== Segment start ==

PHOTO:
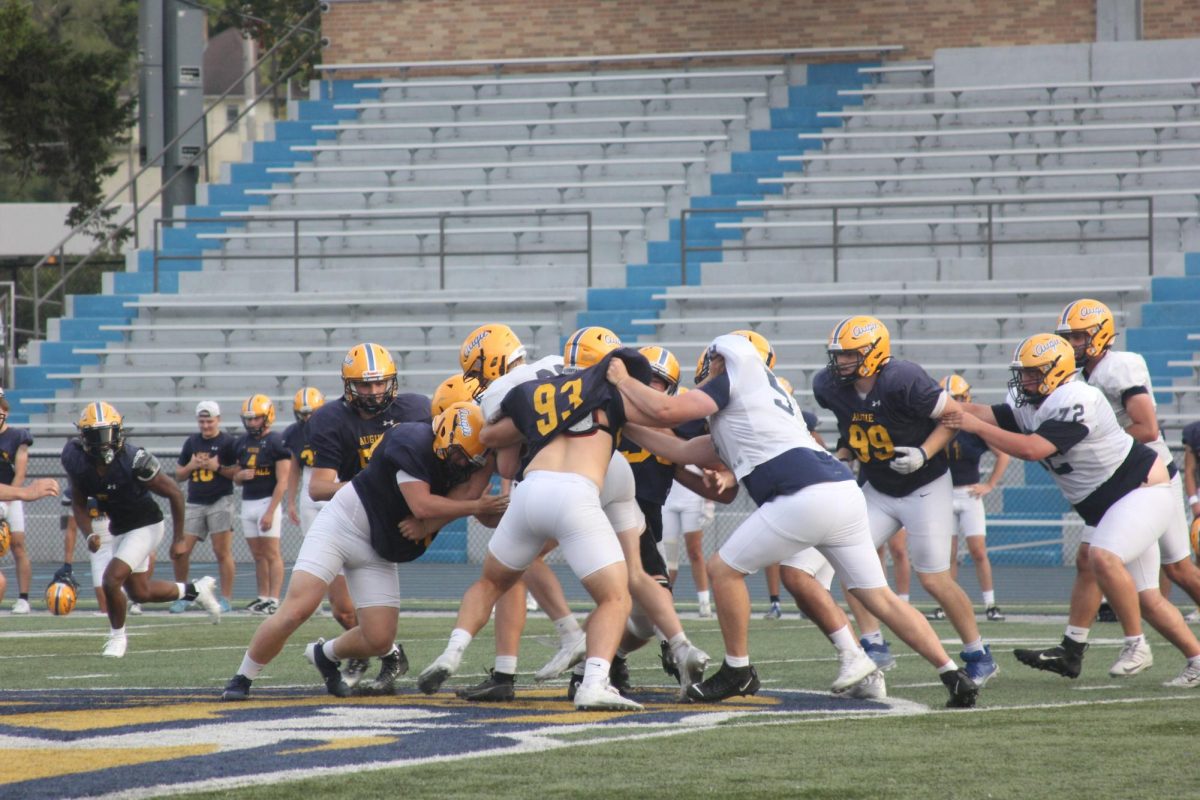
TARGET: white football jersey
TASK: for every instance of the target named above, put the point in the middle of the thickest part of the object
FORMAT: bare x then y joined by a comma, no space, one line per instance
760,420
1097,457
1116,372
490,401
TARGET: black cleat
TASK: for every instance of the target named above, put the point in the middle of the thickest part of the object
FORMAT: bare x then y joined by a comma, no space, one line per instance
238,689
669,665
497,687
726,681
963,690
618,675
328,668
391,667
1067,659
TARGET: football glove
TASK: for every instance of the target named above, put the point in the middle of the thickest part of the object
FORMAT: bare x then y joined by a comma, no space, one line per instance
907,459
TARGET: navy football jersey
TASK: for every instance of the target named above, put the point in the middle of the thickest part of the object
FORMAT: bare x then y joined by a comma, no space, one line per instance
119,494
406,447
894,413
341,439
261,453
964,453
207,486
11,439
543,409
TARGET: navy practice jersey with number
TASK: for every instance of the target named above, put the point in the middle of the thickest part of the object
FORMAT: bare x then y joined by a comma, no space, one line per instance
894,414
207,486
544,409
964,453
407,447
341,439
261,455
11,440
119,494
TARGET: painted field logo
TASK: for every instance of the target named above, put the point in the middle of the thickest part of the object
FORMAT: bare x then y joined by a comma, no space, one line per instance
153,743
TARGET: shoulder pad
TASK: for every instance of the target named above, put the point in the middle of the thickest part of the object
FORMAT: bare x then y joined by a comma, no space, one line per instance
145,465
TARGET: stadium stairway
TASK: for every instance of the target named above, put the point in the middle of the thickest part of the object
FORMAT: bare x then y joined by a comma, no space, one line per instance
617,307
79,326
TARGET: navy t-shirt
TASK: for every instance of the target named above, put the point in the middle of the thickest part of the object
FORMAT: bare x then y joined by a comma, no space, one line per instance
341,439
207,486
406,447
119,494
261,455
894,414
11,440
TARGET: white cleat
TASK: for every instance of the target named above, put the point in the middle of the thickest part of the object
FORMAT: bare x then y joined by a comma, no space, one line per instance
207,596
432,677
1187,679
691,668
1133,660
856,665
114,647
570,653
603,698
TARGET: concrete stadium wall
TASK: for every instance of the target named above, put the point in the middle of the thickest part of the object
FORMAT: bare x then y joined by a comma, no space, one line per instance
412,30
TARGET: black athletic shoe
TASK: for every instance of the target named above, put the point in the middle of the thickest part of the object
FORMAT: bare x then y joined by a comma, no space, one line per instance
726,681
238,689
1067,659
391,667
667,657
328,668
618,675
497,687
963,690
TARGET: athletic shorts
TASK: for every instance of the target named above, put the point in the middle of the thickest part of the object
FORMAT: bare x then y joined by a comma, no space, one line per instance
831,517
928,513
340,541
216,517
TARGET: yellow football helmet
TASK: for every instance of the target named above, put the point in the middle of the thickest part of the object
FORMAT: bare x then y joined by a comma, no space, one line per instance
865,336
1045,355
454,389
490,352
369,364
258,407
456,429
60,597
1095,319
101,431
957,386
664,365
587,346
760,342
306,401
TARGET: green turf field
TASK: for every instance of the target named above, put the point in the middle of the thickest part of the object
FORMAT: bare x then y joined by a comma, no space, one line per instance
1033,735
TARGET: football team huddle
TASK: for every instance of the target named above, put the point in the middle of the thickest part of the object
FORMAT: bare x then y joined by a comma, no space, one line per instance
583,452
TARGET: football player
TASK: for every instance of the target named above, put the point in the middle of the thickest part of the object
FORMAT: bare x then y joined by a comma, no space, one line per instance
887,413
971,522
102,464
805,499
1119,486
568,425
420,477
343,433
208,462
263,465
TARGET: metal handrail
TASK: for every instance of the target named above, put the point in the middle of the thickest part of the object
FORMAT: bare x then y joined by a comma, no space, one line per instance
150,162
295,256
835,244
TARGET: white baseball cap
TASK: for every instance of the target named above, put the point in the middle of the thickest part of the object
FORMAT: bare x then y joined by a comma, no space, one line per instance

== Segment end ==

▶ [TASK STATEMENT]:
Leaving every picture aside, repeat the listing exactly.

▶ [TASK SOLUTION]:
PHOTO:
TARGET: white football jersey
TASK: for every instance of the target named above, put the point in the middle of the thickest part of the object
FORMAT: bare x then y joined by a comma, no space, one line per instance
760,420
1097,457
1116,372
490,401
TARGET: black cleat
TASK: for every instance of the target named above, put the point in the middle of the thickest part of the object
FORMAT: bare x then y joined by a comma, no space, one line per instance
238,689
669,665
497,687
726,681
963,690
618,675
328,668
391,667
1067,659
TARGET: football glove
TASK: for every instance of the target named above, put the point in the middle of the thickest part of the object
FORMAT: bare x then y joined by a comma, no space, one line per instance
907,459
TARGET: navy football jersey
TASK: for every instance of the target named above, put the point in the middle of the thickest part of the object
FORMAT: bare x then y joined by a comma, no space, one line per instance
119,494
406,447
894,413
341,439
261,453
964,453
207,486
11,439
543,409
TARGET: navy practice jersey with number
TASK: for every instance of the target named above, put the point in the middle of the thickest part of the object
FORMAT: bare x then y joined by a comma, no space, one line per instance
894,414
207,486
544,409
964,453
407,447
341,439
261,455
11,440
119,494
TARGET: painted field logo
TASK: for every instance of the target named above, put the point in the middle of the thickest part of the object
FORMAT: bare x then y joined by a comma, no space, one line per instance
153,743
TARGET: shoulder pad
TASK: for every instance of the target named above, put the point in the middle of the thickest part of the object
FORMAT: bare x then y joined by a comma, no space, one line per instance
145,465
TARGET: stadium stairway
TASK: for every instance of the target named above, put the point in the middle of the thickest part of the object
FORMAT: bare x then y joined by a comma, no space, one line per instance
617,307
79,326
TARGET: navy t-shirt
TASK: for every instance of the target named above, put the point in the middle of the thickest part of the object
FORMAT: bare x then y joined by a comma, no space, one line per instance
341,439
207,486
406,447
119,494
261,455
894,414
11,440
TARGET: white cleat
TASK: for every instance of the target named above, put the point in the middle of the thickest part of the object
FORMAT: bare x then y joined by a comma, no space, one line per instance
207,596
432,677
1187,679
691,668
1133,660
856,665
114,647
570,653
603,698
TARGET: concrete stadium wall
TASK: for every instance of the target named above, put the point in the middle of the thickest part of the object
FORMAT: bare x then y joined by a comma, no space, one line per instance
412,30
TARGET: black athletic shoe
TASK: for every instance of the target named above, put the point in the middle of the thickest part of the object
FORMAT: bare x then y joined by a comma, no space, one line per instance
726,681
238,689
1067,659
391,667
667,657
328,668
618,675
497,687
963,690
TARGET: athletic shorts
TASK: for every instance of the target named above, put the point in the middle of the thickest part of the object
FORMAT: bare x then y joined by a comma, no space, one line per instance
831,517
928,513
340,541
216,517
TARGET: yellow football helmet
TASK: for every instance of the target named above, put the point in the middle of the thickest part of the object
FORMAT: bare x then y joined by a comma, no space, one line per instance
865,336
1045,355
454,389
490,352
369,364
258,407
456,429
60,597
1095,319
101,431
957,386
664,365
587,346
760,342
306,401
TARGET: green turf field
TASK: for every instance of the target named above, put the point in the middle of the thickest part of the object
FORMAT: bare x then y joined by a comma, no space, one line per instance
1033,735
TARGET: football team huddle
TASK: for every instance of the target named above, put the point in the middle of the thickest part of the object
FORMAT: bare x then y joined by a comma, no space, one line per instance
583,452
TARGET: football player
TASK: for every instance of the target named above, put the point in the middle of the thickest part of the object
FORMAT: bare x then y joined by a comma, no space, one line per instance
887,413
971,522
102,464
805,499
1119,486
568,425
420,477
343,433
208,462
263,465
TARGET: metal handrail
TASK: for every instance of the target named above, put the point in the middle of the thickest part of the object
FORMAT: bare x then y joined by a comma, no space, one line per instance
150,162
295,256
835,244
TARGET: white baseball cap
TASK: for every instance of the target named above, put the point in the middle of the thickest part of the object
FORMAT: bare x then y joined by a comma, no space, one line per instance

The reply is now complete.